## Records to use:
= = =

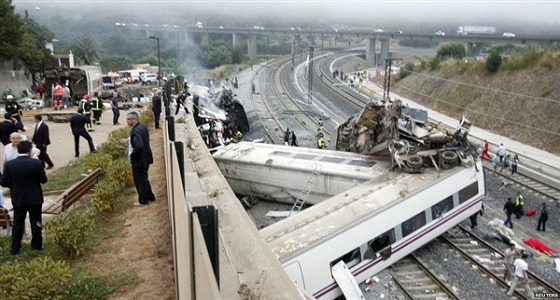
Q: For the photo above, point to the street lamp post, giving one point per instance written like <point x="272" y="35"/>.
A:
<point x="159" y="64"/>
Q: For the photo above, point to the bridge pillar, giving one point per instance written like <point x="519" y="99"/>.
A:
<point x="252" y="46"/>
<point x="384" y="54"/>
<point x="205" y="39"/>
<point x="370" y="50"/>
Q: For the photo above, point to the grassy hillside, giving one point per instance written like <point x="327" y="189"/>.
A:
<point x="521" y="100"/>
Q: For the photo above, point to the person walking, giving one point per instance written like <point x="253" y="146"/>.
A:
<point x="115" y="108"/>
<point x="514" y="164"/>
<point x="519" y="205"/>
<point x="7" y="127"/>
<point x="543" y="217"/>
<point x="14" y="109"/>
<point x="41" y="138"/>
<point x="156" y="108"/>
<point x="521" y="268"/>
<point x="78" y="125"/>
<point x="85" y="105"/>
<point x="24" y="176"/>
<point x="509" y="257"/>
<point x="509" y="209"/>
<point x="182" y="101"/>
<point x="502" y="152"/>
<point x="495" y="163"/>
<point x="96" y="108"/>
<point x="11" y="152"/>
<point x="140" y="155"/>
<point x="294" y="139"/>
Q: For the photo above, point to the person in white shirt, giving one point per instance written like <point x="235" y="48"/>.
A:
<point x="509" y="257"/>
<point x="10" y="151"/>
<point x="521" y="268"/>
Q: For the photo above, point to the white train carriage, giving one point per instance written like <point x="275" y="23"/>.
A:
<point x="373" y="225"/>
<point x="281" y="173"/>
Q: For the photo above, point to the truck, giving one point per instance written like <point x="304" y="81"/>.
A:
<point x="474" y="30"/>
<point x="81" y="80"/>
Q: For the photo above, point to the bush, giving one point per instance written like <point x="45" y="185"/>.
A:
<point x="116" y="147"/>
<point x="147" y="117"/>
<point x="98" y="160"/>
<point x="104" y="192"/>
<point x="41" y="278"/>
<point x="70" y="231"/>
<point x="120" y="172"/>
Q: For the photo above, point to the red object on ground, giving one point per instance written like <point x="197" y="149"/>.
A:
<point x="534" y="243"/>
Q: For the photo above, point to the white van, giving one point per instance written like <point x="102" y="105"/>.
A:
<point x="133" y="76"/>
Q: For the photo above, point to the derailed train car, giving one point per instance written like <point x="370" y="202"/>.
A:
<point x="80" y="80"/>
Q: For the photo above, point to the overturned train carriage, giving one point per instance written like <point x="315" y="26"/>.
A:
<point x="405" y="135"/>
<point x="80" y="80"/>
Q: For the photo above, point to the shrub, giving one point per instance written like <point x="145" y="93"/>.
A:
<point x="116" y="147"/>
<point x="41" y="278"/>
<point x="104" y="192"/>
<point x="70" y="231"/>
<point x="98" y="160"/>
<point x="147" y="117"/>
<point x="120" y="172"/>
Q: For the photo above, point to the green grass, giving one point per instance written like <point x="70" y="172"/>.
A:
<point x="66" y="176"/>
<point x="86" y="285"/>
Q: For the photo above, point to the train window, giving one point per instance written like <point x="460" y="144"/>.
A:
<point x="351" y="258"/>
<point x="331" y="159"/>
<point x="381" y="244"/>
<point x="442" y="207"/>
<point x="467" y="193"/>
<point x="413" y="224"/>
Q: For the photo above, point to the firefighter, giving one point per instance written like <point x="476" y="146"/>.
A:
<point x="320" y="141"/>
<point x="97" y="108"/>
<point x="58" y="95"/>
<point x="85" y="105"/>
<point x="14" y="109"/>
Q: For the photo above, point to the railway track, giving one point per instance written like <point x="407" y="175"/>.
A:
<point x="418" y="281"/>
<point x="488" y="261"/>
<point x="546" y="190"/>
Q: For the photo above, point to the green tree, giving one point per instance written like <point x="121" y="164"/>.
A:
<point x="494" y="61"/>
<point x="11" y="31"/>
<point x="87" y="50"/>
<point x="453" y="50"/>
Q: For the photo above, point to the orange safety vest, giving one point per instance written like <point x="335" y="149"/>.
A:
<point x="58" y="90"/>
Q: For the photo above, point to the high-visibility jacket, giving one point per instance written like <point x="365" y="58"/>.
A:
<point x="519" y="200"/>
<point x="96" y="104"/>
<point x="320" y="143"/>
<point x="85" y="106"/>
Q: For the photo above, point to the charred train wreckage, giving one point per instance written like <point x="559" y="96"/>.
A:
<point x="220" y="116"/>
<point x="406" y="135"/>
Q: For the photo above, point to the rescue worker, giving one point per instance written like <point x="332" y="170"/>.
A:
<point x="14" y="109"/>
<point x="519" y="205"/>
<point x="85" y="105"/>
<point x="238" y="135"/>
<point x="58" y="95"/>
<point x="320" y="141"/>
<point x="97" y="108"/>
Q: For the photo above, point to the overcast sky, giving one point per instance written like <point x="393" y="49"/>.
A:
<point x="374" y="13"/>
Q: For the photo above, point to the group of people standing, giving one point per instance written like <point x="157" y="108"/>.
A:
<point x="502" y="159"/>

= = =

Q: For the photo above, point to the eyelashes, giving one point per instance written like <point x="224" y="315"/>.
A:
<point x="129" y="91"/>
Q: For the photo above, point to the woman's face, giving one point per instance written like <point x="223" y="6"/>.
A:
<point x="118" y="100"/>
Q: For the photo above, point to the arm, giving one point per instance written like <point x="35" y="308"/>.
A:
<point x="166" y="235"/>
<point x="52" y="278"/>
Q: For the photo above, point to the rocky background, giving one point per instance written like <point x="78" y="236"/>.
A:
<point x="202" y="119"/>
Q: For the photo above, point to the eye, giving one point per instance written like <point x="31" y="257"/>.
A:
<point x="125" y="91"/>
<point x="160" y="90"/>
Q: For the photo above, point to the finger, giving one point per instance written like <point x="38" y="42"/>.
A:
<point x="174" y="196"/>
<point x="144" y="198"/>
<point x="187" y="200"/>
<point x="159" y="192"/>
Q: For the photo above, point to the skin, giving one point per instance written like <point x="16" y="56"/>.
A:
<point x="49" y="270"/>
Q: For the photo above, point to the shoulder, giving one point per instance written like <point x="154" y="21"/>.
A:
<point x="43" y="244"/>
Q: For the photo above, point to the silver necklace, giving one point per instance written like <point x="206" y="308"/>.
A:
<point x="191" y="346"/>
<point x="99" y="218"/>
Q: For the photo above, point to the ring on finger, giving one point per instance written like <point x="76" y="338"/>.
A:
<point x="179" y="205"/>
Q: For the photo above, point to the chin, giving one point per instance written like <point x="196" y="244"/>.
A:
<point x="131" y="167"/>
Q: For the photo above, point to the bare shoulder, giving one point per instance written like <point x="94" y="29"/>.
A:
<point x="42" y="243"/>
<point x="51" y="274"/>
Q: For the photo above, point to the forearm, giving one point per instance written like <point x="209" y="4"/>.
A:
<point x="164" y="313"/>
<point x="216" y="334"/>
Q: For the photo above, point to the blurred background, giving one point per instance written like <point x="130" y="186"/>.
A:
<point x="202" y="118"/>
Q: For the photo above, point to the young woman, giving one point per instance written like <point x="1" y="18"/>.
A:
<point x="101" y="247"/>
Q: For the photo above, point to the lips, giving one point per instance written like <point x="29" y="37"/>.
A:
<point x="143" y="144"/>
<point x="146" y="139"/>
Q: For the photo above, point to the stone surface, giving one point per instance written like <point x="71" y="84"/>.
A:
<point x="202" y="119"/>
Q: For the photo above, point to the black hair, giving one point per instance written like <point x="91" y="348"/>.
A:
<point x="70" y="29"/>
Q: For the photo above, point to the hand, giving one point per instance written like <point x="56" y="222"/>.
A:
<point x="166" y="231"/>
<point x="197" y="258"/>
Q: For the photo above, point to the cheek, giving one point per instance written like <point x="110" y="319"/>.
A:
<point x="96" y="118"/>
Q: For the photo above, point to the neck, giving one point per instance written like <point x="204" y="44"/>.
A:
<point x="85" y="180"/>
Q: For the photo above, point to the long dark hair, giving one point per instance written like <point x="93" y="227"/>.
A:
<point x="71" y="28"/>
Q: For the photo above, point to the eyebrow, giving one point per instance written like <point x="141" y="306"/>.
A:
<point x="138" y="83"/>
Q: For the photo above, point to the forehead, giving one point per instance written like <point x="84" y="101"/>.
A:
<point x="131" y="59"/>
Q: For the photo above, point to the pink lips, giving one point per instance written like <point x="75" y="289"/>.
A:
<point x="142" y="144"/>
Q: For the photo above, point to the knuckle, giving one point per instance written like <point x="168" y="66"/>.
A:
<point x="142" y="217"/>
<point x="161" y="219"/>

= = =

## The exercise:
List every line of the records that contains the word "hair". Case counts.

## The response:
Q: For the photo above, point to the black hair, giving one point per instance written like <point x="91" y="348"/>.
Q: For the photo above, point to the long dark hair, giving one point per instance written like <point x="93" y="227"/>.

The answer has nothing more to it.